- Problem requirements
Render the material as a Markdown table with the columns "No." and "Line," one numbered row per line, starting at the line with "of the terracotta" and running through the end of the material, both ends included. Skip blank lines, and leave the pictures out.
**** Input data
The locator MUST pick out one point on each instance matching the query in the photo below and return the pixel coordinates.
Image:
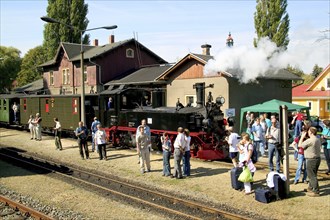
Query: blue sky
(174, 28)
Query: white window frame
(85, 75)
(327, 83)
(51, 78)
(310, 104)
(129, 53)
(327, 106)
(66, 76)
(186, 100)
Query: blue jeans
(327, 157)
(166, 163)
(177, 163)
(259, 146)
(272, 149)
(301, 166)
(186, 163)
(93, 144)
(297, 128)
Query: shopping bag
(246, 175)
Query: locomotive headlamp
(220, 100)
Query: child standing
(246, 148)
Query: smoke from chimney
(206, 49)
(111, 39)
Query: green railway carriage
(6, 111)
(64, 107)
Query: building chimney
(200, 94)
(230, 40)
(206, 49)
(95, 42)
(111, 39)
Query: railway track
(141, 196)
(10, 209)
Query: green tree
(70, 12)
(10, 63)
(316, 70)
(272, 20)
(29, 68)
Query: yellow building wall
(318, 107)
(180, 88)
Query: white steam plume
(253, 62)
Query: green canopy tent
(272, 106)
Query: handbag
(324, 141)
(246, 175)
(280, 150)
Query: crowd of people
(263, 134)
(181, 151)
(35, 127)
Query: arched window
(130, 53)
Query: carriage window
(51, 78)
(24, 105)
(47, 106)
(130, 53)
(74, 106)
(85, 74)
(190, 100)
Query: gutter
(100, 77)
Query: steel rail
(171, 198)
(25, 209)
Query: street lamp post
(82, 104)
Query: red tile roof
(301, 91)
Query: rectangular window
(309, 103)
(51, 78)
(5, 104)
(190, 100)
(85, 74)
(66, 76)
(327, 106)
(24, 104)
(47, 106)
(74, 106)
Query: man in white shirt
(58, 130)
(232, 140)
(179, 148)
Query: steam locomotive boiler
(205, 121)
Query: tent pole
(285, 145)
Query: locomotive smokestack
(200, 93)
(206, 49)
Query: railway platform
(209, 180)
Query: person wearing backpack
(245, 149)
(273, 139)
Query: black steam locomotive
(205, 121)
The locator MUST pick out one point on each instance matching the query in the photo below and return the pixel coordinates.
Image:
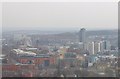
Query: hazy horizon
(59, 16)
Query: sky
(59, 16)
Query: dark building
(82, 35)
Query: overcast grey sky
(59, 15)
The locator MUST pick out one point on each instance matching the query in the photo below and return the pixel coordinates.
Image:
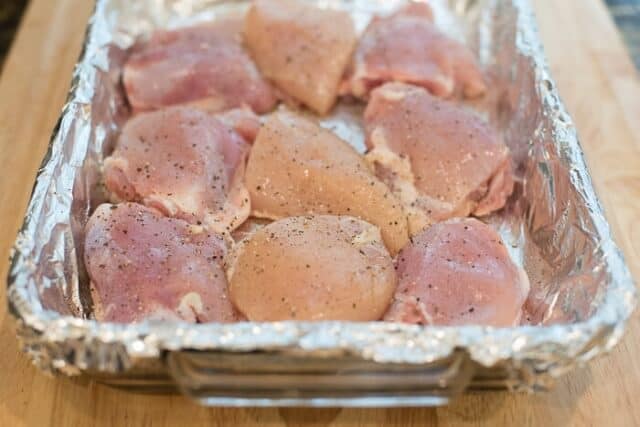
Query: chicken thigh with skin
(303, 49)
(296, 168)
(184, 162)
(408, 47)
(441, 160)
(312, 268)
(458, 273)
(204, 65)
(143, 265)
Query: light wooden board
(602, 92)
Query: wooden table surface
(602, 92)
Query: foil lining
(582, 292)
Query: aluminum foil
(582, 292)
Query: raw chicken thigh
(313, 268)
(143, 265)
(408, 47)
(296, 168)
(303, 49)
(441, 159)
(185, 163)
(204, 65)
(458, 273)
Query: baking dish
(582, 291)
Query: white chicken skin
(185, 163)
(297, 168)
(320, 267)
(458, 273)
(441, 159)
(143, 265)
(408, 47)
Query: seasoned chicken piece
(143, 265)
(204, 65)
(408, 47)
(296, 168)
(243, 121)
(458, 273)
(249, 227)
(185, 163)
(442, 160)
(312, 268)
(303, 49)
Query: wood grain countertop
(601, 89)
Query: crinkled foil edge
(72, 345)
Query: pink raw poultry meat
(408, 47)
(184, 162)
(143, 265)
(302, 48)
(204, 65)
(442, 160)
(458, 273)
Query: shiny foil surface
(581, 291)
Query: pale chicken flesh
(408, 47)
(303, 49)
(204, 65)
(441, 159)
(458, 273)
(296, 168)
(313, 268)
(143, 265)
(185, 163)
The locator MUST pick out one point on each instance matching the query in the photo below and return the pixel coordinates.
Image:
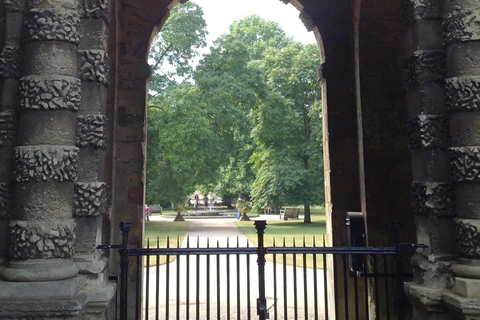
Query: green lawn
(157, 232)
(280, 232)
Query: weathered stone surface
(420, 9)
(465, 163)
(6, 199)
(8, 128)
(10, 62)
(49, 92)
(98, 9)
(433, 199)
(462, 25)
(468, 237)
(15, 5)
(92, 131)
(45, 163)
(463, 93)
(94, 65)
(425, 66)
(428, 131)
(89, 199)
(41, 239)
(42, 24)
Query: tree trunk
(306, 214)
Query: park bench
(289, 213)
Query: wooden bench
(289, 213)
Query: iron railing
(215, 282)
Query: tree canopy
(246, 120)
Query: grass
(158, 232)
(291, 233)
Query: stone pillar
(89, 189)
(10, 62)
(462, 38)
(41, 232)
(432, 191)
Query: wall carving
(467, 236)
(425, 66)
(15, 5)
(435, 199)
(465, 163)
(8, 128)
(10, 62)
(89, 199)
(94, 65)
(461, 25)
(41, 24)
(45, 163)
(6, 199)
(92, 131)
(429, 131)
(463, 93)
(41, 240)
(48, 92)
(420, 9)
(97, 9)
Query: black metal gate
(216, 282)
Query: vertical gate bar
(238, 282)
(147, 281)
(375, 283)
(197, 302)
(345, 285)
(394, 225)
(138, 302)
(295, 286)
(167, 282)
(385, 272)
(335, 287)
(208, 280)
(315, 287)
(187, 282)
(177, 288)
(249, 312)
(157, 282)
(260, 225)
(285, 309)
(275, 294)
(218, 282)
(355, 290)
(125, 227)
(305, 291)
(365, 285)
(325, 282)
(228, 280)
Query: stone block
(50, 58)
(43, 201)
(47, 127)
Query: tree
(175, 127)
(289, 160)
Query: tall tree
(176, 125)
(289, 159)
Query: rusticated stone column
(461, 22)
(90, 200)
(41, 233)
(433, 200)
(10, 62)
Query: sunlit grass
(291, 233)
(158, 232)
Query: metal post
(394, 225)
(125, 227)
(260, 225)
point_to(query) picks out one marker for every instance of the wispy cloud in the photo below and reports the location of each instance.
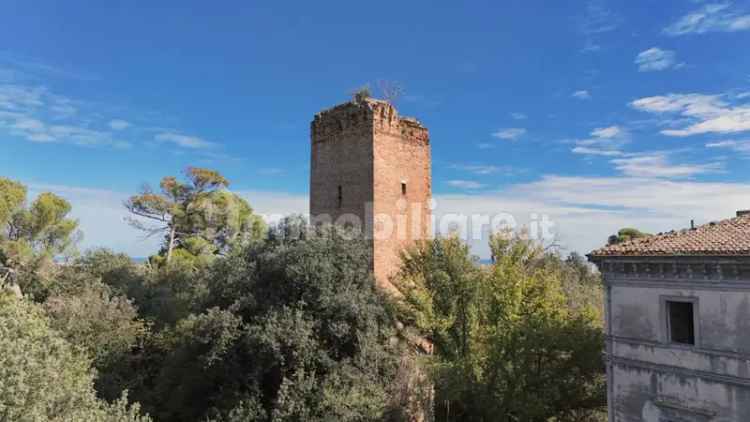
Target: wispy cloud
(465, 184)
(739, 146)
(271, 171)
(605, 141)
(118, 124)
(715, 17)
(184, 141)
(36, 115)
(705, 113)
(581, 94)
(658, 165)
(23, 67)
(655, 59)
(584, 210)
(482, 169)
(510, 134)
(597, 19)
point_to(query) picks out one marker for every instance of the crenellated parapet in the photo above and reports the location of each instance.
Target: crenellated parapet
(366, 115)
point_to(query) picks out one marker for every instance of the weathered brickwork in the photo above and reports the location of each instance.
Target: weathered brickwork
(369, 162)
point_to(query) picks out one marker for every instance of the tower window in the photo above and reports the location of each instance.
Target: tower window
(681, 322)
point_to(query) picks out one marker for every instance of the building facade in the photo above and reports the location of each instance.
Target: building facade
(370, 169)
(677, 312)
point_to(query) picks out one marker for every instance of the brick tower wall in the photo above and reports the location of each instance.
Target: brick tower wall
(373, 154)
(342, 152)
(401, 159)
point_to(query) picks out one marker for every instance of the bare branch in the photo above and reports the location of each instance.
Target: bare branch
(390, 91)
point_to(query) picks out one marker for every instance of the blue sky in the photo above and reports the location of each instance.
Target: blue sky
(599, 114)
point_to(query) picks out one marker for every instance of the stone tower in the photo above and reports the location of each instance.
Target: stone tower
(371, 169)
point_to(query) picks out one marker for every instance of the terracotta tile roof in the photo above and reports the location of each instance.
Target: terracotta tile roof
(728, 238)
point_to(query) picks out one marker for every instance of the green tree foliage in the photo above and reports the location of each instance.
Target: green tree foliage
(102, 323)
(12, 196)
(508, 345)
(199, 218)
(626, 234)
(44, 378)
(28, 234)
(292, 329)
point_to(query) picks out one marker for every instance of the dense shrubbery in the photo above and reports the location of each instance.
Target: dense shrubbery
(287, 325)
(516, 340)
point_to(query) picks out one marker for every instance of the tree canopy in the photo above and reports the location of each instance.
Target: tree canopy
(199, 218)
(508, 346)
(626, 234)
(43, 376)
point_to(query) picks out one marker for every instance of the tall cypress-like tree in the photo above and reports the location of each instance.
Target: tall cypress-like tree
(199, 217)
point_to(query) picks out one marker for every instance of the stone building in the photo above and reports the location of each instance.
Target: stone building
(678, 324)
(371, 169)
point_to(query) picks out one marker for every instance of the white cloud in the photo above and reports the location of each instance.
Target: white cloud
(598, 19)
(509, 134)
(465, 184)
(596, 151)
(740, 146)
(710, 18)
(37, 115)
(655, 59)
(480, 169)
(605, 141)
(581, 94)
(706, 113)
(271, 171)
(657, 165)
(607, 132)
(184, 141)
(118, 124)
(584, 210)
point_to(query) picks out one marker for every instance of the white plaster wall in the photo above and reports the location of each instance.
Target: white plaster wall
(709, 382)
(724, 316)
(640, 396)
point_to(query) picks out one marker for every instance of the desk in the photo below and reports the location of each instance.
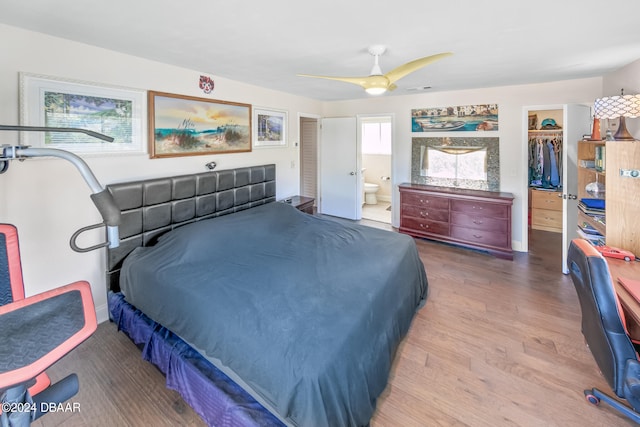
********
- Task output
| No. | Line |
|---|---|
| 1 | point_to(query) picks out one marker for every instance of the terracotta tile roof in the photo above and reports the location of each instance. |
| 2 | Target: terracotta tile roof |
| 3 | (728, 238) |
| 4 | point_to(query) picks out one marker for every instance of the green tree foliage in the photo above and reports the location of each instance. |
| 5 | Target: green tree foliage |
| 6 | (102, 323) |
| 7 | (12, 196) |
| 8 | (508, 345) |
| 9 | (199, 218) |
| 10 | (626, 234) |
| 11 | (44, 378) |
| 12 | (28, 234) |
| 13 | (292, 329) |
| 14 | point_to(query) picks out one marker for every instance of the dense shrubbery in the photo above and reports the location of each instance. |
| 15 | Target: dense shrubbery |
| 16 | (287, 325) |
| 17 | (516, 340) |
| 18 | point_to(query) picks out one marker for every instance of the tree canopy in the photo above and reports the location of each instance. |
| 19 | Target: tree canopy |
| 20 | (199, 218) |
| 21 | (508, 346) |
| 22 | (626, 234) |
| 23 | (43, 376) |
| 24 | point_to(query) picks out one marker for every instance of the tall cypress-like tree in the photo above and reports the location of each instance. |
| 25 | Target: tall cypress-like tree |
| 26 | (199, 217) |
| 27 | point_to(query) picks out one marker for every instance of the stone building in the photo above and reports the location of each instance. |
| 28 | Target: stone building |
| 29 | (678, 324) |
| 30 | (371, 169) |
| 31 | point_to(query) picks out one marker for every instance of the white cloud in the photo above and reports the location of each instance. |
| 32 | Target: white cloud |
| 33 | (598, 19) |
| 34 | (509, 134) |
| 35 | (465, 184) |
| 36 | (596, 151) |
| 37 | (740, 146) |
| 38 | (710, 18) |
| 39 | (37, 115) |
| 40 | (655, 59) |
| 41 | (480, 169) |
| 42 | (605, 141) |
| 43 | (581, 94) |
| 44 | (706, 113) |
| 45 | (271, 171) |
| 46 | (657, 165) |
| 47 | (607, 132) |
| 48 | (184, 141) |
| 49 | (118, 124) |
| 50 | (584, 210) |
| 51 | point_to(query) picks out one marker for every instance of the white plaster wall in the photo above and reports the location of each instance. |
| 52 | Target: white plaster wall |
| 53 | (709, 382) |
| 54 | (724, 316) |
| 55 | (640, 396) |
| 56 | point_to(query) picks out one marker for every instance of the desk in the photo below and reports the location of each instance. |